## Texte à lire
S’appuyer sur le pouvoir d’agir des citoyens
Des initiatives citoyennes comme celle-ci sont- elles un levier pour la transition écologique des territoires ? Assurément oui. « La clé, c’est de créer le projet avec les futurs utilisateurs : les gens impliqués s’investissent davantage, sont plus convaincus et convaincants ».
Changer nos manières de vivre ne peut pas venir d’une injonction « d’en haut, sinon le risque de rejet est fort, c’est vécu comme une contrainte ». À Azur, le groupe d’habitants qui a porté l’épicerie participative a d’autres envies : un bar associatif, des jardins partagés, etc. Et d’autres communes avoisinantes se lanceraient bien dans des projets semblables : « On va essayer de mettre en commun la logistique, avec une centrale d’achat pour plusieurs épiceries participatives. Cela résoudra peut-être le problème du producteur de kiwis ». Fabien et Sophie reconnaissent que le coup de pouce des collectivités est nécessaire et bienvenu, mais parient sur les projets citoyens pour construire un monde plus durable : « ne pas courir à la recherche d’innovations à tout prix, mais aider les citoyens à monter des projets simples, en y allant étape par étape ». Et de parier sur la contagion positive !

## Documents fournis
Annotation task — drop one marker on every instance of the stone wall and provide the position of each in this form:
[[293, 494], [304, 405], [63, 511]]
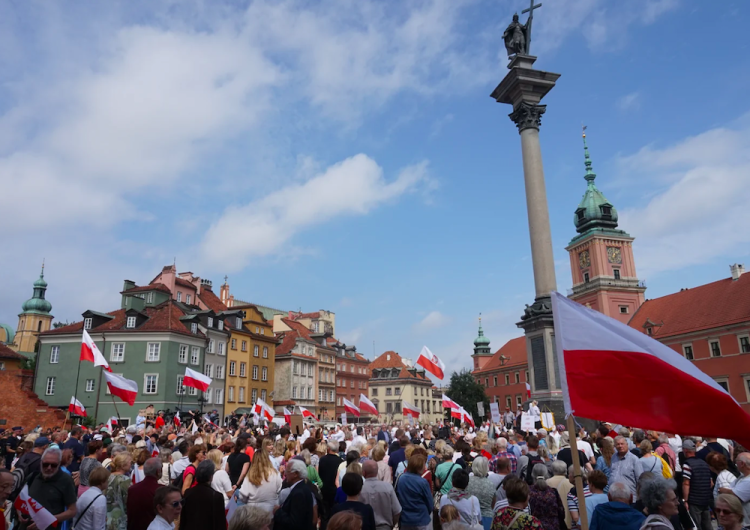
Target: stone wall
[[20, 406]]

## Consignes
1. Relevez, dans le texte sur les initiatives citoyennes, tous les traits attribués aux gens impliqués dans la création d'un projet.
2. Poursuivez le texte sur les initiatives citoyennes à partir de sa dernière phrase, s'il vous plaît.
Les lignes fournies n'ont aucun lien avec le texte sur les initiatives citoyennes.

## Réponses
1.
- Ils s'investissent davantage.
- Ils sont plus convaincus.
- Ils sont plus convaincants.

2.
Judith Ferrando
Extrait de la lettre de capitalisation n°3
(1) Les épiceries participatives sont organisées sous la forme juridique d’une association, dans laquelle les adhérents s’engagent à travailler quelques heures par mois pour assurer le fonctionnement de l’épicerie.
(2) L’adhésion répond à 3 critères : un droit d’entrée (une avance) de 100 € (pour le fonds de trésorerie de l’épicerie), une parti- cipation de 3 heures par mois à la tenue de l’épicerie, une cotisation mensuelle pour payer les charges.